### The request
Which lines of the listing below contain the word "long"? Gather each of them in full, keeping their original order.

>>

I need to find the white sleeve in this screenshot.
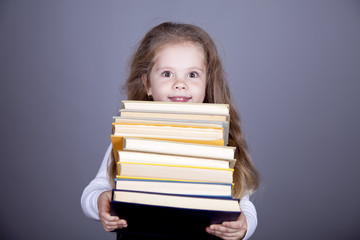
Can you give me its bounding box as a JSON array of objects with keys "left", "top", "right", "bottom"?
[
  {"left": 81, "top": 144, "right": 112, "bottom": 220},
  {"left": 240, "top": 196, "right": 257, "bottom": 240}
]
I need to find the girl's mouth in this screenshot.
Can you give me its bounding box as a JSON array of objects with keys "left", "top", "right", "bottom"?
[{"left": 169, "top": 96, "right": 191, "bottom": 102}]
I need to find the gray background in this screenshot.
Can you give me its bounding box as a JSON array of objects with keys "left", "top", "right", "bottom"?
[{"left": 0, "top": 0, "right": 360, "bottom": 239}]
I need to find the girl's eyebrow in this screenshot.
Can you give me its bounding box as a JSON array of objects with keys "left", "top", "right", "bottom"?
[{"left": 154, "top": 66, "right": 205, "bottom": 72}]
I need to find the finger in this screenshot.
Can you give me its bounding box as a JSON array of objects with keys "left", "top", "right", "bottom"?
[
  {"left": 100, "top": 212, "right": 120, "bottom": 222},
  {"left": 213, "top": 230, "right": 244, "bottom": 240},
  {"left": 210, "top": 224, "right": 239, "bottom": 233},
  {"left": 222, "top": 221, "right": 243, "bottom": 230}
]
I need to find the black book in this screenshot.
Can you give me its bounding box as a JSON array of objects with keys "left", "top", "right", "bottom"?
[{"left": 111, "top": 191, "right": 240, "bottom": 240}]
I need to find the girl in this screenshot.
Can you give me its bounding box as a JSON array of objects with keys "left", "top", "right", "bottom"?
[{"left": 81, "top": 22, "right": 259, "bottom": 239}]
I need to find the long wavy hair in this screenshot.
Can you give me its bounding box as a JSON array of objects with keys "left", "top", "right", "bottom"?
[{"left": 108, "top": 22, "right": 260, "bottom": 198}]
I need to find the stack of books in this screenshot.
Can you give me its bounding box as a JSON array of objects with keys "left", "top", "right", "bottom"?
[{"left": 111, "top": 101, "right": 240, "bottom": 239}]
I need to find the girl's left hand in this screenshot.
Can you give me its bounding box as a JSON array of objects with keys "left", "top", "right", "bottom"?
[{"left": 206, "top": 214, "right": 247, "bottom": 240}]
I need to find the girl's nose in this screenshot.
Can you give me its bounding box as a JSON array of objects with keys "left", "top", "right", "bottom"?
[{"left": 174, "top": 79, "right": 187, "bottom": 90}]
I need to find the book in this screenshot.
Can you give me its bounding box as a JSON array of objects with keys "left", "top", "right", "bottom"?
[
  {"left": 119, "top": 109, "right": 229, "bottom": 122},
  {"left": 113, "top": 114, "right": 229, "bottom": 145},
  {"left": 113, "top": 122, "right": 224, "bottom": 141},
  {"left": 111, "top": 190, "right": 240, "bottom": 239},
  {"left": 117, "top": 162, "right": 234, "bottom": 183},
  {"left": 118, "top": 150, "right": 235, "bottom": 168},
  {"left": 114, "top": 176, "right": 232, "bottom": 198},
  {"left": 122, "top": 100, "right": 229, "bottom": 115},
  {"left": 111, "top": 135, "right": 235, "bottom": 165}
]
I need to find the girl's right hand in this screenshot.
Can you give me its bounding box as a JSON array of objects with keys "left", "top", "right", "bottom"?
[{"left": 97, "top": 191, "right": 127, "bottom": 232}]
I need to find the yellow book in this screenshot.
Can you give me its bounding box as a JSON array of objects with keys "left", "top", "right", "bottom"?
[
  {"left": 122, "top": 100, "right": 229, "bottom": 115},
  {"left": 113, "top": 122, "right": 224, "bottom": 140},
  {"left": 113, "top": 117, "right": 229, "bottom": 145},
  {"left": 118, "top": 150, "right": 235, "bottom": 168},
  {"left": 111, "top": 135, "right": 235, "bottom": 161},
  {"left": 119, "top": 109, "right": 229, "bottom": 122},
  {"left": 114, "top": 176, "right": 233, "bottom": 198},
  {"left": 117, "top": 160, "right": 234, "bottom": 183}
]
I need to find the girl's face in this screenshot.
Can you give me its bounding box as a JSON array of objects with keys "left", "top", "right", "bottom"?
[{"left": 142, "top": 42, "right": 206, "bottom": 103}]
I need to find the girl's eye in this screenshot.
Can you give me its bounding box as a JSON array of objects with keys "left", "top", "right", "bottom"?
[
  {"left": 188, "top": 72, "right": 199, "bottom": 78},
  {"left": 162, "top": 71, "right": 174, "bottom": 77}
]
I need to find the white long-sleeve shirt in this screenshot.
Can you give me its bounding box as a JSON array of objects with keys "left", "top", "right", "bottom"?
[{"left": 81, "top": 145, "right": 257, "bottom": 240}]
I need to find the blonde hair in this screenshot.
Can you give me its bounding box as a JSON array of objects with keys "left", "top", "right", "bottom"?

<<

### Answer
I need to find the long wavy hair in this screenshot.
I need to find the white long-sleeve shirt in this screenshot.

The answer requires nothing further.